══ Material shown ══

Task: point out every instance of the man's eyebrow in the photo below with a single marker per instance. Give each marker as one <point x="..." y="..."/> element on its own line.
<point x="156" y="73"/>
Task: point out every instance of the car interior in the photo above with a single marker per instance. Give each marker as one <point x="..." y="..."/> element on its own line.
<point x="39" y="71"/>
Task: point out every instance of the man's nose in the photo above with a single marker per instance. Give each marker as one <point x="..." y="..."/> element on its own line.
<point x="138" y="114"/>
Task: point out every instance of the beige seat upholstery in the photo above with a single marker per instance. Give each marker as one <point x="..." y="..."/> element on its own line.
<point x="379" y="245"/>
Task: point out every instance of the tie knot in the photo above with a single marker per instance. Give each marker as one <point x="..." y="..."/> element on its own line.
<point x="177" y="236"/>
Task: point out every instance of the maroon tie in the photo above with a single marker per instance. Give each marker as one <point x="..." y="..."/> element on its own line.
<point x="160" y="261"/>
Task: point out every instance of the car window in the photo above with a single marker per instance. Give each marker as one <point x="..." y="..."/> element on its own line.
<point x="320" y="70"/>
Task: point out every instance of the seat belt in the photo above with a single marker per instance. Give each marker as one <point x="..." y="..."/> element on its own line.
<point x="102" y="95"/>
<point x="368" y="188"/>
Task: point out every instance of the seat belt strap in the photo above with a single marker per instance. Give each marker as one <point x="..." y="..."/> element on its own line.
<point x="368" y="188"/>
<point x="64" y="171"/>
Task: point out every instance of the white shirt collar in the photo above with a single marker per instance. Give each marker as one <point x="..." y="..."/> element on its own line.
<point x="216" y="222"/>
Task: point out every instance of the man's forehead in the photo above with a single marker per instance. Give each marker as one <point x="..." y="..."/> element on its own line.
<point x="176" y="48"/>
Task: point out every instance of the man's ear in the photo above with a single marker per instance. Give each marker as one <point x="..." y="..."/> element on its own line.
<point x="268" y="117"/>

═══

Exercise brief =
Can you reproduce the listing with "maroon tie" swapped for "burgundy tie" and every other part left unchanged?

Exercise output =
Task: point out every instance of the man's eyebrow in the photo below with a single marker per instance. Give each marker as one <point x="..." y="..."/> element on its own line.
<point x="156" y="73"/>
Task: point out every instance of the car interior in the photo above with a single marker per instance. Give each marker as one <point x="..." y="..."/> element on its own line.
<point x="39" y="71"/>
Task: point out every instance of the man's nose in the photo above with a single marker per instance. Give each marker as one <point x="..." y="..."/> element on its own line.
<point x="138" y="114"/>
Task: point out every instance of the beige seat upholstery in the photo above with a single marker per instance. Give each marker as one <point x="..." y="..."/> element on its own line.
<point x="379" y="245"/>
Task: point out every instance of the tie knot in the photo above with a single marker per instance. Give each marker as one <point x="..." y="..."/> element on its own line.
<point x="177" y="236"/>
Task: point out every instance of the burgundy tie in the photo above with a single marker per instance. Give each marker as one <point x="..." y="..."/> element on its own line.
<point x="160" y="261"/>
Task: point out every instance of the car window in the photo above with a single marker per instance. Give each marker as one <point x="..." y="..."/> element on its own line.
<point x="320" y="70"/>
Task: point out every instance of the seat belt in the photo above with a single marker per instance. Give each marker as one <point x="..." y="..."/> element on its own line.
<point x="102" y="95"/>
<point x="368" y="188"/>
Task: point out every instance of the seat belt strap in the photo above with a single marker per instance. Give each marker as one <point x="..." y="..."/> element on its own line.
<point x="368" y="188"/>
<point x="64" y="171"/>
Task: point out every instance of the white shirt collar in the photo above with a single marker per instance. Give each marker as one <point x="..." y="..."/> element on its own line.
<point x="216" y="222"/>
Task: point out every instance of the man's forehead in the photo above with a single marker per instance. Give each marker as one <point x="..." y="..."/> element on its own line.
<point x="176" y="48"/>
Task: point out every instance of the man's ear in the photo above with a single marker per instance. Give each marker as one <point x="..." y="..."/> element on its own line.
<point x="268" y="117"/>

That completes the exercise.